** Work to be completed **
Copy the lines from the one containing "TARGET = brown background" through the end of the listing, changing "pin" to "marker" and leaving everything else the same. Omit the picture.

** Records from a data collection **

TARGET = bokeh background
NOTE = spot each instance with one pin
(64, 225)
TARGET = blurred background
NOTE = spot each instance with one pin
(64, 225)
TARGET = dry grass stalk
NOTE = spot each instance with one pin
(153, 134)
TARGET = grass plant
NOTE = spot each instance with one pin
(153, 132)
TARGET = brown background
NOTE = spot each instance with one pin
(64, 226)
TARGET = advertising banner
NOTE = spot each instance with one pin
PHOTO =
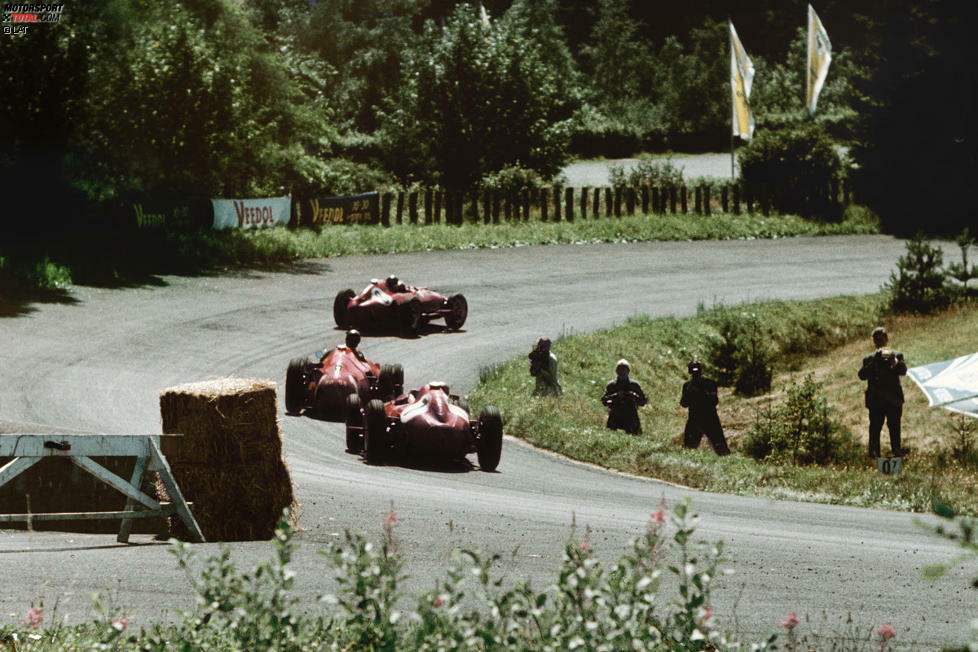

** Full solution **
TARGET = brown background
NOTE = spot each instance with one marker
(64, 226)
TARGET = advertising banner
NOTE = spot each instance with one marker
PHOTO =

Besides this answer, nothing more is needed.